I searched on-line, found Live Science and a report of twelve young blackbirds being found dead in the grounds of a primary school in Cumbria, in summer 2012.  A survivor struggled to keep on its feet, propping itself on lowered wings.  The birds had been eating fermented fruit, perhaps over-ripe rowan berries fallen from the tree.  So, watch out for drunken blackbirds in next year's crop of rowan berries.
Blackbirds are familiar to us as garden birds.   But if we look and listen there's much to discover.  On radio 4 Tweet of the Day the blackbird features twice.
4th December 2013. Chris Packham tells us on an influx of European blackbirds arriving from the Continent to swell the numbers of our native blackbirds. Some of these Continental males have a dark bill. Unlike the male with golden bill I show above.
12 January 2021.  David Rothenberg focuses on blackbird calls and song.  He is Professor of Philosophy and Music, Jersey Institute of Technology with a special interest in animal sounds as music.  Blackbirds relearn their song each spring as that part of the brain atrophies during autumn to regrow for the breeding season. I had come across this in reading Professor Tim Birkhead on skylarks.  With both birds, the musicality of the song increases as the season progresses.   And each blackbird's song is unique. Their calls are functional. Their song is shaped and musical, a performance.

Assigned task: Reproduce the stretch of the blackbird passage from "4th December 2013." through "musical, a performance.", word for word.

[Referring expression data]
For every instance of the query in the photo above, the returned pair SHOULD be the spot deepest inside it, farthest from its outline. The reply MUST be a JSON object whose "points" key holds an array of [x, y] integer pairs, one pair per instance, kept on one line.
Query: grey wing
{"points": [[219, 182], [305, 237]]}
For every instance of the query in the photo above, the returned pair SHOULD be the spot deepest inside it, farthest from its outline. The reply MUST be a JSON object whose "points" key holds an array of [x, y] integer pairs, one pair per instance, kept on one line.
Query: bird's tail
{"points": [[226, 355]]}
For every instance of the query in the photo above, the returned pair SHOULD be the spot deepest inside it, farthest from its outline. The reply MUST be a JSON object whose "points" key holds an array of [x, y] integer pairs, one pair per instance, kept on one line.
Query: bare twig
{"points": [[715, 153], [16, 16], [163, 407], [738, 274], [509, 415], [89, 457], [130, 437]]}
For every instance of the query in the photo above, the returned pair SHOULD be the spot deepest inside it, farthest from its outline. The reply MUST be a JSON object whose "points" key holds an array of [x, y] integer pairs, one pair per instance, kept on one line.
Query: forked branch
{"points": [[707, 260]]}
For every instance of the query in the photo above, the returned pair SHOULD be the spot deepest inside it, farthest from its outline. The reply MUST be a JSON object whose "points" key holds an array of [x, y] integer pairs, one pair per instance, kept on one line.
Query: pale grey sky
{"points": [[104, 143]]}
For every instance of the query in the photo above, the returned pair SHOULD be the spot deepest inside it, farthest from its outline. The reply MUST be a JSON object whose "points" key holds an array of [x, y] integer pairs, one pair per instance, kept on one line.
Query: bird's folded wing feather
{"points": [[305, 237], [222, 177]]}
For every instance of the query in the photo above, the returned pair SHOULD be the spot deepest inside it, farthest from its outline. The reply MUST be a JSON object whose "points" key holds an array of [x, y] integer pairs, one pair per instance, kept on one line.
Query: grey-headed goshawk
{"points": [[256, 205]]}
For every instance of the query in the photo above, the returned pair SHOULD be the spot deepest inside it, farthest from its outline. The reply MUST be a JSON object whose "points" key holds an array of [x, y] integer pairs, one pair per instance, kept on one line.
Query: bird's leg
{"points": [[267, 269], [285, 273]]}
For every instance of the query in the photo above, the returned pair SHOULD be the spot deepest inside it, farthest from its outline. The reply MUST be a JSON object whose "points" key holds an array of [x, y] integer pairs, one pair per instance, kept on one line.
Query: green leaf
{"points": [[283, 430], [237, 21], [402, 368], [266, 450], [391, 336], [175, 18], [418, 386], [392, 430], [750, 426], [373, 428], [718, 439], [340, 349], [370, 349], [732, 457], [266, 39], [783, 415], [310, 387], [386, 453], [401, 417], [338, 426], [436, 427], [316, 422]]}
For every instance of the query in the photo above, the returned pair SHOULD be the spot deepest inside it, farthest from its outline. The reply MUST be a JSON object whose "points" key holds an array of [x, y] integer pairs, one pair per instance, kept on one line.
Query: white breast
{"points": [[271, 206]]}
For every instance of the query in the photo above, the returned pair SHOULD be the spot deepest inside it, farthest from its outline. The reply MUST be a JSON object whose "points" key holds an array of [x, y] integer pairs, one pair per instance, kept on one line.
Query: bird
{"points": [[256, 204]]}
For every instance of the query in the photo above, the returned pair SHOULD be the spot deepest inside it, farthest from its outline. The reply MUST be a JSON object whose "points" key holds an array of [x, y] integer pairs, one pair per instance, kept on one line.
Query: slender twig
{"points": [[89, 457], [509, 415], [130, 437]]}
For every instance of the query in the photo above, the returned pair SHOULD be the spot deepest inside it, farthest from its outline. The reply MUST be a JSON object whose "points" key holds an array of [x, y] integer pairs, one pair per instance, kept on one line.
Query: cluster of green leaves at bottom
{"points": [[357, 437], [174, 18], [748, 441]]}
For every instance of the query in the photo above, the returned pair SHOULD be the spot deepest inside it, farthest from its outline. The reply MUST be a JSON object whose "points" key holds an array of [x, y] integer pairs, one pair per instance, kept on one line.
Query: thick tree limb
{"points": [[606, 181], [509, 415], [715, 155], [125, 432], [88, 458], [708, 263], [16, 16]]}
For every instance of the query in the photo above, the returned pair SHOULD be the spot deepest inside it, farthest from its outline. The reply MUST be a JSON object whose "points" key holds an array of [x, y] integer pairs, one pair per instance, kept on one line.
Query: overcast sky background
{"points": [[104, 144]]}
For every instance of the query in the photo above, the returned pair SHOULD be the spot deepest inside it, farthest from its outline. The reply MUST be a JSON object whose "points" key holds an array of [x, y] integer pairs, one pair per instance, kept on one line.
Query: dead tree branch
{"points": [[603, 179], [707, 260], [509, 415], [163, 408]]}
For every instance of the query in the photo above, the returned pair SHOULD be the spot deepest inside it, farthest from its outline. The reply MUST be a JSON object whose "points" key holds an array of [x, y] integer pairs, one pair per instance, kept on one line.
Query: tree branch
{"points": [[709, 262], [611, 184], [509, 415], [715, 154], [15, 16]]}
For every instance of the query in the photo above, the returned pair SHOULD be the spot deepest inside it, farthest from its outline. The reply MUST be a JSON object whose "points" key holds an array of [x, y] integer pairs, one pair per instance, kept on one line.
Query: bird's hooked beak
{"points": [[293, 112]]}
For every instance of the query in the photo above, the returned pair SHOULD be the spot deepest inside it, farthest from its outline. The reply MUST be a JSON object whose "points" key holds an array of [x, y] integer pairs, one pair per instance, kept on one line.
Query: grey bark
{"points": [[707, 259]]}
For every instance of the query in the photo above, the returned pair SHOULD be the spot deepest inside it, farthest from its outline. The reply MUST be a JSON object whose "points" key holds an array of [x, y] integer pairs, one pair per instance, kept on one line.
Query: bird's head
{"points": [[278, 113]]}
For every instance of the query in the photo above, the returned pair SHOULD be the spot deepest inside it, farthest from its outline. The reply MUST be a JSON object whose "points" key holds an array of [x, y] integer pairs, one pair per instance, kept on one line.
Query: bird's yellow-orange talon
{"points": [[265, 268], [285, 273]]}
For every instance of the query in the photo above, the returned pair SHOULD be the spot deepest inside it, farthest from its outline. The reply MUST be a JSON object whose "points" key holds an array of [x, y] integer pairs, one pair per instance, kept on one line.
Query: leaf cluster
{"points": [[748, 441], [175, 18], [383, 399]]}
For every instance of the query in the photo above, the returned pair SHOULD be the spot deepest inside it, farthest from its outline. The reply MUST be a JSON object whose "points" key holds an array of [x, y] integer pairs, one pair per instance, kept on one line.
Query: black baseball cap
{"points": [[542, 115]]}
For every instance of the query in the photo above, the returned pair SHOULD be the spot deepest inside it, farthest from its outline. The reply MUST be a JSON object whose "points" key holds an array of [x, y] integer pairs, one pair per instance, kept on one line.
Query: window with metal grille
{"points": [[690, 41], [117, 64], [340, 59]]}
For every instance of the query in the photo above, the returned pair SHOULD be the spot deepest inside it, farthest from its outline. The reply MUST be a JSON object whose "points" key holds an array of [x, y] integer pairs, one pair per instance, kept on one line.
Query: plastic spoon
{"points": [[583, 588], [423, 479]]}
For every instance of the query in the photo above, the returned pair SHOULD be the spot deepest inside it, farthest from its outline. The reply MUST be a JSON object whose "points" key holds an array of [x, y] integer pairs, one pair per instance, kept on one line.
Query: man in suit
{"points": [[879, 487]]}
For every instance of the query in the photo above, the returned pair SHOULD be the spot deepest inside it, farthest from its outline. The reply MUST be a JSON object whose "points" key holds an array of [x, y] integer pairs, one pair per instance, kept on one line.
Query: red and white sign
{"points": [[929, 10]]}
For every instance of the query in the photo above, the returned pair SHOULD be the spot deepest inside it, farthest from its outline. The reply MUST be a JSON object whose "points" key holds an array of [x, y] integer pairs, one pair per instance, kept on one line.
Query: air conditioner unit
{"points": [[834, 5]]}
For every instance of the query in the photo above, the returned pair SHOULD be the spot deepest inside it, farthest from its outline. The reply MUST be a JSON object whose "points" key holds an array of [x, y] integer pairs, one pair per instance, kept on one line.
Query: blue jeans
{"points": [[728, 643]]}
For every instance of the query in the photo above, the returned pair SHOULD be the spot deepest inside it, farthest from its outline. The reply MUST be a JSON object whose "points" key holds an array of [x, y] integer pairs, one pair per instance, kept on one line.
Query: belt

Final answer:
4th December 2013. Chris Packham tells us on an influx of European blackbirds arriving from the Continent to swell the numbers of our native blackbirds. Some of these Continental males have a dark bill. Unlike the male with golden bill I show above.
12 January 2021.  David Rothenberg focuses on blackbird calls and song.  He is Professor of Philosophy and Music, Jersey Institute of Technology with a special interest in animal sounds as music.  Blackbirds relearn their song each spring as that part of the brain atrophies during autumn to regrow for the breeding season. I had come across this in reading Professor Tim Birkhead on skylarks.  With both birds, the musicality of the song increases as the season progresses.   And each blackbird's song is unique. Their calls are functional. Their song is shaped and musical, a performance.